**What is needed:**
Copy out the lines below word for word, leaving out the pictures.

**Supplied entries:**
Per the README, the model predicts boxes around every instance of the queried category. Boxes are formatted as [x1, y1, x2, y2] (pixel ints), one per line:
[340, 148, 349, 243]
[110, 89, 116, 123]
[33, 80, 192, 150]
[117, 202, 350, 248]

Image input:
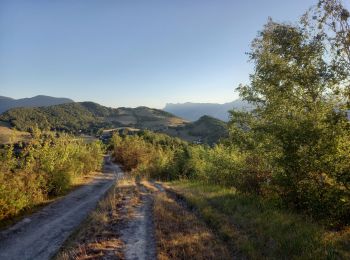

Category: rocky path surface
[0, 157, 122, 260]
[120, 186, 156, 260]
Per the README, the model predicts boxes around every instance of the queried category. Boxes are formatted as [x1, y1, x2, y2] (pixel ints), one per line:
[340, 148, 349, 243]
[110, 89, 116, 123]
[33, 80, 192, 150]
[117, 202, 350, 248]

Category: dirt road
[0, 158, 122, 259]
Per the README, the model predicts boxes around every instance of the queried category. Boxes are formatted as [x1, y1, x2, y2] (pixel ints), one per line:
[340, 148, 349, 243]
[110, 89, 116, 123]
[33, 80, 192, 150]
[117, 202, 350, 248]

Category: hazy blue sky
[0, 0, 316, 108]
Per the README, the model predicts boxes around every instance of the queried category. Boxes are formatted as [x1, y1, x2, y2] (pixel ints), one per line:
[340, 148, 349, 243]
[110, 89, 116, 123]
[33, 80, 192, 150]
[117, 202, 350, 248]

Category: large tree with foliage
[231, 17, 350, 225]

**The reply:**
Per the README, the model predicts boxes around every instance of the queried category. Boxes are formatted as [x1, y1, x2, y2] (pixel ints), one per line:
[340, 148, 349, 243]
[110, 89, 116, 123]
[33, 80, 192, 150]
[117, 202, 350, 248]

Image input:

Category: rocky path surface
[0, 157, 122, 260]
[120, 186, 156, 260]
Per the README, the model predicts boxes around every instance of the queried category. Boxes are formatted as [x1, y1, x2, y2] (pixel ints), one per line:
[340, 148, 349, 243]
[110, 89, 116, 123]
[33, 80, 192, 150]
[117, 202, 350, 248]

Category: dirt road
[0, 158, 122, 259]
Per the README, the model predicts boxes around every instance of the queried category. Boxes are formatted as [x1, y1, x2, y2] (pixel ints), one per line:
[340, 148, 349, 243]
[110, 89, 116, 123]
[33, 80, 192, 150]
[117, 202, 350, 248]

Category: hazy blue sky
[0, 0, 316, 108]
Per the README, the model predicts boxes around every instance of the queried category. Boxes are formatted as [x1, y1, x2, y2] (pixel ints), one per line:
[340, 148, 349, 243]
[110, 89, 116, 123]
[33, 80, 192, 150]
[117, 202, 350, 248]

Category: large tree with foliage
[231, 17, 350, 225]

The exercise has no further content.